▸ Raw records
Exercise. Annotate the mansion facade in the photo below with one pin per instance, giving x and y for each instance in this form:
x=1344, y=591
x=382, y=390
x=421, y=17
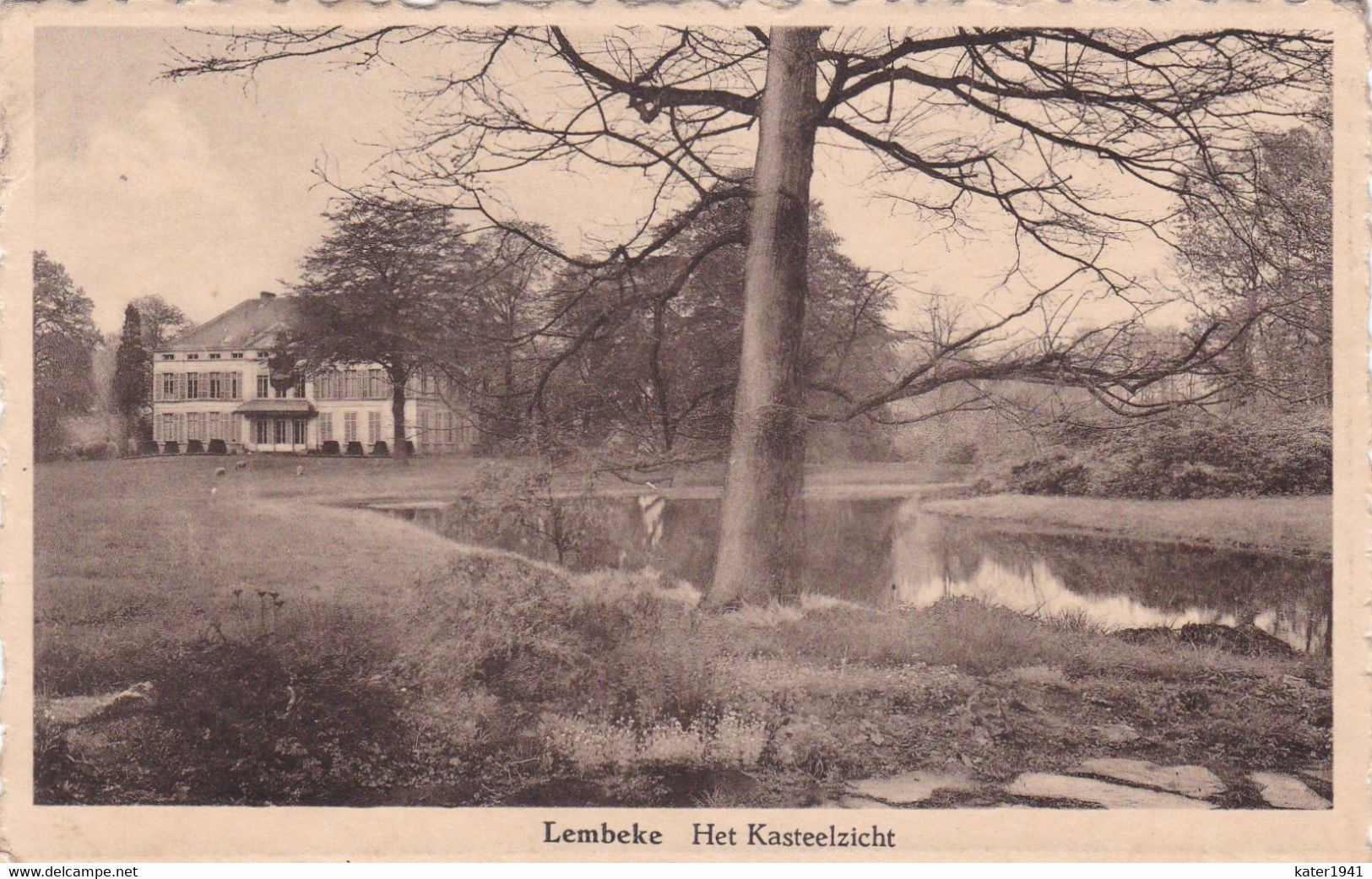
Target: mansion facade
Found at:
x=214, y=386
---
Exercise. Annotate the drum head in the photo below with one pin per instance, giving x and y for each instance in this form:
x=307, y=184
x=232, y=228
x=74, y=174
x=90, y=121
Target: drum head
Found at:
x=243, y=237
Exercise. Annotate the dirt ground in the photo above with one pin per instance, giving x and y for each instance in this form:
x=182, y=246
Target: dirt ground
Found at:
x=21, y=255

▸ OBJECTIVE
Retype the lines of the material exactly, starting with the line containing "Exercise. Annotate the drum" and going on through the line containing "x=21, y=255", with both of those lines included.

▸ SOLUTION TO THIS PROBLEM
Exercise. Annotate the drum head in the photo below with one pin per instance, giving x and y for each instance in this form:
x=307, y=184
x=232, y=228
x=74, y=174
x=90, y=121
Target: drum head
Found at:
x=243, y=237
Exercise. Annotate the dirt ground in the photo above with one pin per instance, giving x and y for each instance in this form:
x=182, y=246
Target: dirt ground
Found at:
x=21, y=255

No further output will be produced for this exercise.